◆ **ЗАДАЧИ И ЗАДАНИЯ**
1. Перескажите короче абзац фрагмента текста об Антоне, который начинается словами «Тогда он оказался прав», и сохраните его главные факты.
2. Согласуются ли с фрагментом текста об Антоне утверждения (а), (б) и (в)? На каждое ответьте «да» или «нет» и приведите решающие слова фрагмента.
(а) Антона поселили в самом городе.
(б) Антона назначили работать в вольную больницу.
(в) В конце декабря пятьдесят девятого года Антон лежал в Московском институте терапии.
3. Подхватите фрагмент текста об Антоне и продолжите его после последнего предложения.

6. И БАРСКИЙ ГНЕВ, И БАРСКАЯ ЛЮБОВЬ

[1] [2] [3] [4]

(Тогда он оказался прав. Многие годы после этого на месте зияющей язвы был всего небольшой непроходящий синяк. Только к шестидесятому году, после душевной перегрузки и физического потрясения, связанных с реабилитацией и возвращением на материк, по каким-то загадочным законам природы эта трофическая язва снова раскрылась и зазияла на ноге Антона. Как клеймо, с которым уходило из жизни столько колымских заключенных. За два дня до смерти, в конце декабря пятьдесят девятого года, лежа в Московском институте терапии, Антон с горькой улыбкой говорил: "Узников Освенцима и Дахау узнают по выжженным на руке номерам. Колымчан можно узнать по этому штампу, вытатуированному голодом".)

Но тогда до последнего удара было еще далеко. И мы бились как птицы между стеклом и приоткрытой форточкой — между страхом задохнуться и надеждой вылететь. Оснований для надежды было теперь много: мы снова в одном месте, он снова получит пропуск на бесконвойное хождение.

Антона поселили за четыре километра от города на так называемом "карпункте". Работать его назначили в вольную больницу, так что были шансы быстро подкормиться.

Извлечённые записи:
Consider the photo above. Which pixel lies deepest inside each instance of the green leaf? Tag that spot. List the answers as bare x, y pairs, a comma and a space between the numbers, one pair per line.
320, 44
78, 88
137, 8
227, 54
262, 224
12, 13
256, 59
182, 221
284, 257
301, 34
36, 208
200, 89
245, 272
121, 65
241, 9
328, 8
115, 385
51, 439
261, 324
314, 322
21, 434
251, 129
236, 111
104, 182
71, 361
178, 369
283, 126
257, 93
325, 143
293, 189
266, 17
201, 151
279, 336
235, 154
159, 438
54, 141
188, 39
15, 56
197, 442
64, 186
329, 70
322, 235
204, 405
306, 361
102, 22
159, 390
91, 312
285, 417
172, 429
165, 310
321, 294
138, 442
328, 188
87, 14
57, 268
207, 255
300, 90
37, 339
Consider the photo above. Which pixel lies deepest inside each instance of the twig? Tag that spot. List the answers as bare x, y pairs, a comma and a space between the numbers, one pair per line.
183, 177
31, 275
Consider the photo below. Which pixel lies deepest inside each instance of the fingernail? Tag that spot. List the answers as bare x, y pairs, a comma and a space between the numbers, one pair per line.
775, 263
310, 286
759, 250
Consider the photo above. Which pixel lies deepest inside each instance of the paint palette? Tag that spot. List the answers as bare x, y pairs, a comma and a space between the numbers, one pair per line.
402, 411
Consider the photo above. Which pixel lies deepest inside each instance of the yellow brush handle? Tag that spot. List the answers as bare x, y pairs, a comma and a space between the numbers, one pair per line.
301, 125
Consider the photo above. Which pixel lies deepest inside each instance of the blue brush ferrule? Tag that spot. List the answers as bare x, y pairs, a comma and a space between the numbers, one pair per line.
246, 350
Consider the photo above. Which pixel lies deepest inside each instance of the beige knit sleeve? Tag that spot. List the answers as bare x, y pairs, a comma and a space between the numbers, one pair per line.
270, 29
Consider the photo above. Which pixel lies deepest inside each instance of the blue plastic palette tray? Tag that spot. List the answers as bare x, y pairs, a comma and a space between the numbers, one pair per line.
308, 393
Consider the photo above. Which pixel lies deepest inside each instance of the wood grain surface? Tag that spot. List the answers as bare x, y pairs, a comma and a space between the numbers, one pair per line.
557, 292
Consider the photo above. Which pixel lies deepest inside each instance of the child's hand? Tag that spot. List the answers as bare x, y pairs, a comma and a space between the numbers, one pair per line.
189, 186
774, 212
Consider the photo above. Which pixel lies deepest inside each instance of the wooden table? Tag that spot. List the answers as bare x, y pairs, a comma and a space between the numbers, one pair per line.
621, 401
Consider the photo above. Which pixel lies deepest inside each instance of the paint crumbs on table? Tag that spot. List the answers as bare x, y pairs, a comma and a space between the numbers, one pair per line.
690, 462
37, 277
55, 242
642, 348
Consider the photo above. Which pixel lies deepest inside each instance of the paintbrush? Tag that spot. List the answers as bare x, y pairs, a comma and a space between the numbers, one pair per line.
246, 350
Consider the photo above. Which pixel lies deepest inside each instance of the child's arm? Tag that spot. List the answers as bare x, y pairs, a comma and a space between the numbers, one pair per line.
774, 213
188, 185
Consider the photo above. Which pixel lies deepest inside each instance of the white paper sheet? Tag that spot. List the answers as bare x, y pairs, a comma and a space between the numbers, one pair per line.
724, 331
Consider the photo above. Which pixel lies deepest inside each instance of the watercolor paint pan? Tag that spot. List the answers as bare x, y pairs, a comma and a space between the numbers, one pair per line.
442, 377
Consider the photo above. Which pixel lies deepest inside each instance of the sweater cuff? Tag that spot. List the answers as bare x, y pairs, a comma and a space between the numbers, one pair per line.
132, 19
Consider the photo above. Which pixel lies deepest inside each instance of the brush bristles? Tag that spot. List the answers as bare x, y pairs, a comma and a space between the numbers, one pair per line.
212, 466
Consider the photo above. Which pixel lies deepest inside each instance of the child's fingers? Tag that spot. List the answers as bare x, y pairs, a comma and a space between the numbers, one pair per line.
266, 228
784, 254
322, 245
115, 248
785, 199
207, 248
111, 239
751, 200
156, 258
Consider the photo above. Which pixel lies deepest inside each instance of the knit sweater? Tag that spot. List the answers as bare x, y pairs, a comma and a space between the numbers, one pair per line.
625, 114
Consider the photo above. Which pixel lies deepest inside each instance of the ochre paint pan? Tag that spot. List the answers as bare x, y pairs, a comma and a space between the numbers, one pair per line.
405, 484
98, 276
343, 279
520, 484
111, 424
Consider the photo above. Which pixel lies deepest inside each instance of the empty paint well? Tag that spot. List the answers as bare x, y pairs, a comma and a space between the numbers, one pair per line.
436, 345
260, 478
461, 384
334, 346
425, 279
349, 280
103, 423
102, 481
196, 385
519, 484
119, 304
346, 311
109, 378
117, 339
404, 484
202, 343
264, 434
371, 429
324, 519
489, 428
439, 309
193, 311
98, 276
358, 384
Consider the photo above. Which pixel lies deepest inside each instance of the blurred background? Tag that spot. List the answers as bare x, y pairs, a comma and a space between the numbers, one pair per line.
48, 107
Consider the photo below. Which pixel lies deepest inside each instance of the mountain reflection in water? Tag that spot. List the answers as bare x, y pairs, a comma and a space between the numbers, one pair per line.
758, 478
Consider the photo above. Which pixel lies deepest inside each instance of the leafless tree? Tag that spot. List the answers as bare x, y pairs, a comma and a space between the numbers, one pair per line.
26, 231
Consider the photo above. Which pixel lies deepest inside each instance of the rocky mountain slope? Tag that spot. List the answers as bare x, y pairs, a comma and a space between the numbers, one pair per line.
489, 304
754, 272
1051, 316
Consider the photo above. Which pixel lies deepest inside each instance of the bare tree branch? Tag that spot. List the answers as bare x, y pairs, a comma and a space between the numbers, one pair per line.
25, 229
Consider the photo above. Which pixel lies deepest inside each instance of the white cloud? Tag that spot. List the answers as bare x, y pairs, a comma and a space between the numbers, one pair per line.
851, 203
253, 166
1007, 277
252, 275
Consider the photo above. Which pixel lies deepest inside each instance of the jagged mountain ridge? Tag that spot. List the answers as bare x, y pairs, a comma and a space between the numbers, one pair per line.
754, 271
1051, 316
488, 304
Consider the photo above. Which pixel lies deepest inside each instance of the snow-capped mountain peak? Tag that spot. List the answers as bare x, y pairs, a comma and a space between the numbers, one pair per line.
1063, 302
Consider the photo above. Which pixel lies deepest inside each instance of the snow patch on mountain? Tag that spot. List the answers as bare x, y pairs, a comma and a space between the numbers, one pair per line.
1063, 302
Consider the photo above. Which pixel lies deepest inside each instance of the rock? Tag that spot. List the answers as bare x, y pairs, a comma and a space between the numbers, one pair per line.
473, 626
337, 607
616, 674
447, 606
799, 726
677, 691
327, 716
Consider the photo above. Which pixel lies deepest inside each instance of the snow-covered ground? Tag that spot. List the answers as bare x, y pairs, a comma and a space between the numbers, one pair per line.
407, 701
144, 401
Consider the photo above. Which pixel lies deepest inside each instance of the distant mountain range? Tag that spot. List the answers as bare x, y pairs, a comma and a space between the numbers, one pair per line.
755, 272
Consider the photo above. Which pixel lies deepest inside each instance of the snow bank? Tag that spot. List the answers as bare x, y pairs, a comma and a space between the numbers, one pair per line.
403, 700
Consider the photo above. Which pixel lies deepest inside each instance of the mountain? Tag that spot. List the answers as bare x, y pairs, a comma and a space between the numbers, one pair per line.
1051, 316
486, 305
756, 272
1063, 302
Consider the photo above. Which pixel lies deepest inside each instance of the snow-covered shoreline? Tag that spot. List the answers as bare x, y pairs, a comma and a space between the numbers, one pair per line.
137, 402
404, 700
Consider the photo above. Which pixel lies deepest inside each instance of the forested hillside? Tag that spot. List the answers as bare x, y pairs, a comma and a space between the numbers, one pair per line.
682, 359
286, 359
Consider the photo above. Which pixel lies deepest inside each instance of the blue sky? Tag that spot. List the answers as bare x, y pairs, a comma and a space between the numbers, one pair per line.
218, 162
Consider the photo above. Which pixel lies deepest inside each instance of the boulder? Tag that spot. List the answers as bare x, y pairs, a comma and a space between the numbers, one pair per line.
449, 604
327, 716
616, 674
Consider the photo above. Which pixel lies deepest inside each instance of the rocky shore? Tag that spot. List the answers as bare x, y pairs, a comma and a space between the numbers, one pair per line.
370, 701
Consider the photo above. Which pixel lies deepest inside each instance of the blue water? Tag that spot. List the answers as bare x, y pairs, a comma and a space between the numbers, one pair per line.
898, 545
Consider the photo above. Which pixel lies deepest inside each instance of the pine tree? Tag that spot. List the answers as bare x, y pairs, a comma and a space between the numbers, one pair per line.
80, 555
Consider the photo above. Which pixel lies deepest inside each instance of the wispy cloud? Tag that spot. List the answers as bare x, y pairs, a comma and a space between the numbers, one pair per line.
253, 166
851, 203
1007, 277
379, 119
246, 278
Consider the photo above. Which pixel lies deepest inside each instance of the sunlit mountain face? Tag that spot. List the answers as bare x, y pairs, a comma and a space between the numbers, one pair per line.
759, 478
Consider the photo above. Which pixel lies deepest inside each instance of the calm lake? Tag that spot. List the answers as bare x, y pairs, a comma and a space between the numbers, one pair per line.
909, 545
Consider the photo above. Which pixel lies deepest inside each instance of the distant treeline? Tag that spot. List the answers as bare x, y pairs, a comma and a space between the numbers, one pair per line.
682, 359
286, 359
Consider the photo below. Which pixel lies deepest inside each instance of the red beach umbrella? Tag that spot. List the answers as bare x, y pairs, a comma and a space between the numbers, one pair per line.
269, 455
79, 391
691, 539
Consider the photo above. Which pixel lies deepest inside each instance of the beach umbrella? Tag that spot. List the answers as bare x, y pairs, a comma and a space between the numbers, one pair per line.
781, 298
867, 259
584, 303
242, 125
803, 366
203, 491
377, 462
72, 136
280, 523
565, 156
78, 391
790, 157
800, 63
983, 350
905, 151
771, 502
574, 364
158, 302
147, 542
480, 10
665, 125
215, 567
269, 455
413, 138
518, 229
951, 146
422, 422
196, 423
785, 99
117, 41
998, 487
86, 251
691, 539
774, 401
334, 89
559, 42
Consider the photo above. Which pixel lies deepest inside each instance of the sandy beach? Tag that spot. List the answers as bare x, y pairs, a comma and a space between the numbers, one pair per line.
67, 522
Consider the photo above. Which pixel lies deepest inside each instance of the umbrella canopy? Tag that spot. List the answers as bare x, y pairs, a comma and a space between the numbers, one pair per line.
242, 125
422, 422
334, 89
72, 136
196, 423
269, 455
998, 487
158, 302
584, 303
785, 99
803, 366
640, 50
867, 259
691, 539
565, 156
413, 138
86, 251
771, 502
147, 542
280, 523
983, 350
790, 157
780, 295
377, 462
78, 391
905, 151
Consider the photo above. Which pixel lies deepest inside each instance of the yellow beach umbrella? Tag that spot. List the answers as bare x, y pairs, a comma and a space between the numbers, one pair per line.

◆ **ОТВЕТЫ**
1. Многие годы на месте язвы у Антона оставался лишь небольшой синяк. К шестидесятому году, после душевной перегрузки и физического потрясения, связанных с реабилитацией и возвращением на материк, трофическая язва снова раскрылась. Это было клеймо, с которым уходили из жизни многие колымские заключенные. За два дня до смерти, в конце декабря пятьдесят девятого года, Антон лежал в Московском институте терапии. Тогда он сказал: узников Освенцима и Дахау узнают по выжженным номерам, а колымчан — по штампу, вытатуированному голодом.

2.
(а) Нет: «Антона поселили за четыре километра от города на так называемом "карпункте"».
(б) Да: «Работать его назначили в вольную больницу».
(в) Да: «в конце декабря пятьдесят девятого года, лежа в Московском институте терапии».

3.
Первое его появление у генерала Никишова было связано с неприятностью. Готовя врача к столь ответственному визиту, чиновники-порученцы притащили для него в лагерь, на карпункт, вольный костюм, рубашку с галстуком, настоящие ботинки. Измученного этапом Антона это взбесило. Категорически он не наденет этого костюма. Но почему? Да потому, что не подходит ни к общему виду, ни к общественному положению. Но ведь нельзя же ехать лечить генерала в этом рваном тряпье. Почему же? Если можно в нем ходить... Ах так? Может быть, он отказывается лечить генерала? Нет, лечить всякого, кто к нему обращается, — святой долг врача. Но в маскараде участвовать он не желает. Пусть генерал посмотрит, как выглядит заключенный-врач после четырехмесячного скитания по таежным изоляторам.

Порученцы ушли, предложив доктору подумать до завтра. Юлька, которая с первого взгляда поддалась обаянию Антона и полюбила его, всячески уговаривала его "не упрямиться из-за мелочи", "не поднимать этот идиотский костюм на принципиальную высоту". Я молчала. Во-первых, знала, что говорить бесполезно, во-вторых, внутри еще свербело у меня от собственных елочных улыбок. Молчала, хотя умирала от страха: не упекли бы его еще куда-нибудь почище Штурмового.

Но все обошлось. Сошлись на лагерной одежде первого срока, в которой врача и доставили на следующий день к генералу. В прихожей те же порученцы заставили его надеть белый медицинский халат. Но из-под него торчали лагерные бутсы и штаны из чертовой кожи.

Впрочем, генерал, которого скрутило очень основательно, никакого внимания на внешний вид врача не обратил. Однако его рецепты в гомеопатическую аптеку приказал отправить в Москву тут же, специальным самолетом.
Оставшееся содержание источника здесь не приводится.